# Data in this exercise start
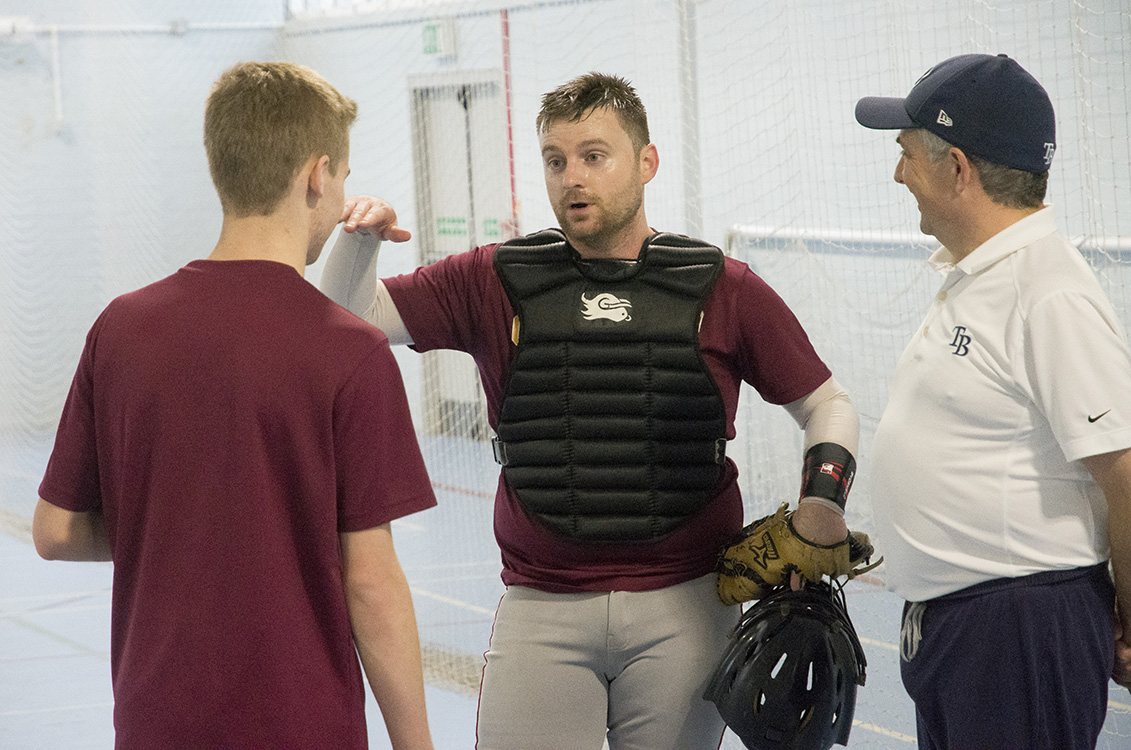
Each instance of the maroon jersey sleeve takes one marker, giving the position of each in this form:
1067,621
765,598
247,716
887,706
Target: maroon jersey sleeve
380,470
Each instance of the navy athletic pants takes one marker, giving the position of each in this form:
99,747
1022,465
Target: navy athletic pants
1012,663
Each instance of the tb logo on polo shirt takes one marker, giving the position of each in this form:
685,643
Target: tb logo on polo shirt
960,343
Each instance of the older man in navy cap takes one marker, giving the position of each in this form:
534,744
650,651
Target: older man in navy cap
1002,463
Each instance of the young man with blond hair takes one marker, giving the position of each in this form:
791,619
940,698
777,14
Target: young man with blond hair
226,442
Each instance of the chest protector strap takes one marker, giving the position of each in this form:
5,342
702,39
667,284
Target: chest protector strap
611,427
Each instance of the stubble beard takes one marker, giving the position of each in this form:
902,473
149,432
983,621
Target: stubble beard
601,231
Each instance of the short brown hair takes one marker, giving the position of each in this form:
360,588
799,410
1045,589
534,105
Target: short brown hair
262,122
1006,186
572,101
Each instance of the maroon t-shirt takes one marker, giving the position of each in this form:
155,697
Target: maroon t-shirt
748,334
230,421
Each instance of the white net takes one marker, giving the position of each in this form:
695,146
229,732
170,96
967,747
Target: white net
751,108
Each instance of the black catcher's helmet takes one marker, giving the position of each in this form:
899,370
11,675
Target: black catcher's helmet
788,677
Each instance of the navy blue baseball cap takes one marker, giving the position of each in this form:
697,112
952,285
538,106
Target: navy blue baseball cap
985,104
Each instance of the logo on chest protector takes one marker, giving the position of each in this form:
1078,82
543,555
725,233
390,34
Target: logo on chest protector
606,307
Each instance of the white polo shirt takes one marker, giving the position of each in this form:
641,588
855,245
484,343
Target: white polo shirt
1019,370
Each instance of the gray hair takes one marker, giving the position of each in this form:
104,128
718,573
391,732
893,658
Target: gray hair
1006,186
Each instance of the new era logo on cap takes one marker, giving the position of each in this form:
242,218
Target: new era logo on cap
985,104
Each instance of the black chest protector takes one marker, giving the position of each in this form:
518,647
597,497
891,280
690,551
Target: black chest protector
611,427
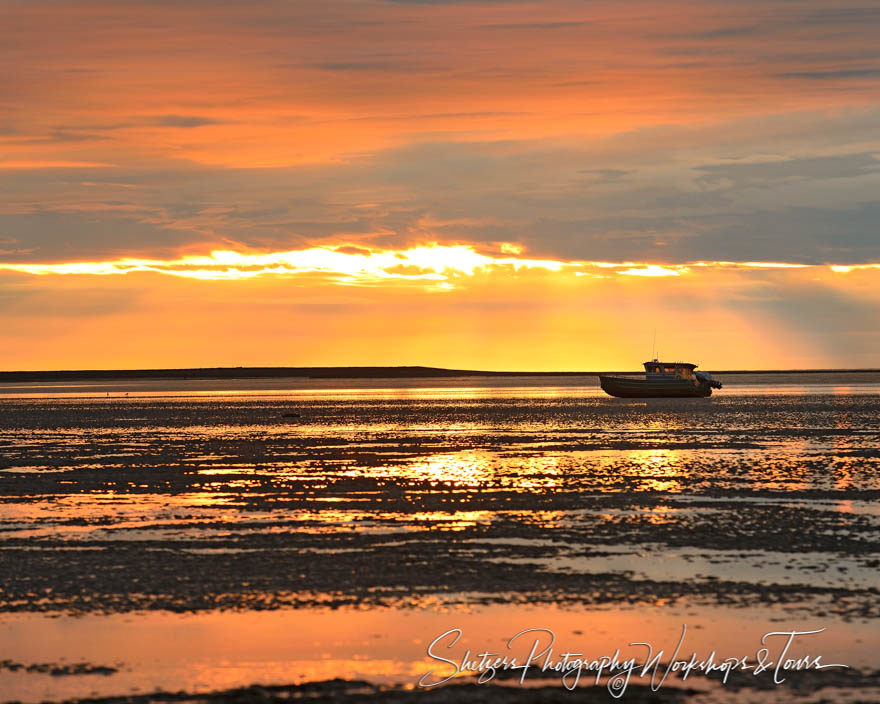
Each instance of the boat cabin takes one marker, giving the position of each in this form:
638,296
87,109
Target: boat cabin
664,370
# Data in this exercise end
■ **What this task involves**:
Restate the records word for word, omitting images.

■ **Task result**:
Each instance of the maroon jersey sleeve takes one marker, giving the position of each in this form:
1067,621
765,598
247,716
887,706
Target: maroon jersey sleeve
380,470
Each instance of the navy athletic pants takes one marker, giving the position of each in this form:
99,747
1022,465
Target: navy athletic pants
1012,663
Each instance of the tb logo on polo shirt takes one marker, giving the position of each in this form:
685,643
Target: tb logo on polo shirt
960,343
Each instance of the older man in navy cap takes one marker, giving the position of each in this form:
534,744
650,651
Target: older man in navy cap
1002,463
Each instance of the young man with blond hair takes one marker, giving the position of each in this form:
791,619
940,698
777,14
Target: young man with blond hair
226,442
Each instance of the chest protector strap takes one marker, giving the position of each in this form:
5,342
702,39
667,284
Target: chest protector strap
611,427
Each instance of the stubble beard takes one marker, giving the position of each in this form:
902,473
149,432
983,621
Target: stubble beard
601,231
Each instance of the short brown hair takes one marker, giving the position of each in this form:
360,588
799,410
1045,589
534,105
Target: short brown hair
262,122
1006,186
572,101
Each instance of the maroon t-shirt takes one marker, giving the position of each in this form:
155,697
Target: maroon t-shirt
748,334
230,421
Each instance of the white net takes one marker, giving the position of each in this form:
695,146
229,732
170,96
967,747
Target: white net
751,108
Each instance of the black catcher's helmet takes one marker, giving the position of each in this form:
899,370
11,675
Target: black catcher's helmet
788,677
Each instance of the navy blue baseball cap takes one marker, giving the position of each in this form:
697,112
952,285
538,106
Target: navy blue baseball cap
985,104
Each instance of the logo on chest protector takes one marker, giving the position of each in this form:
1078,82
543,555
725,233
390,34
Target: logo on chest protector
606,307
Each instance of the white polo shirt takes one marker, giving the position of each in this form:
641,588
855,245
484,343
Target: white polo shirt
1019,370
Each instance of the gray hair takes one marker, giving the position of each in this form:
104,128
718,573
391,732
893,658
Target: gray hair
1006,186
Each instance of the new era logo on cap takes one marker, giving the position of each in this form:
242,218
Target: new era logo on cap
985,104
Each instance of the black chest protector takes one marker, giving the position of each in this form:
518,647
597,497
891,280
690,551
Target: black chest protector
611,427
Each instance of the boat cabin takes one marker, giving the position of each in this form:
638,296
87,109
Target: boat cabin
664,370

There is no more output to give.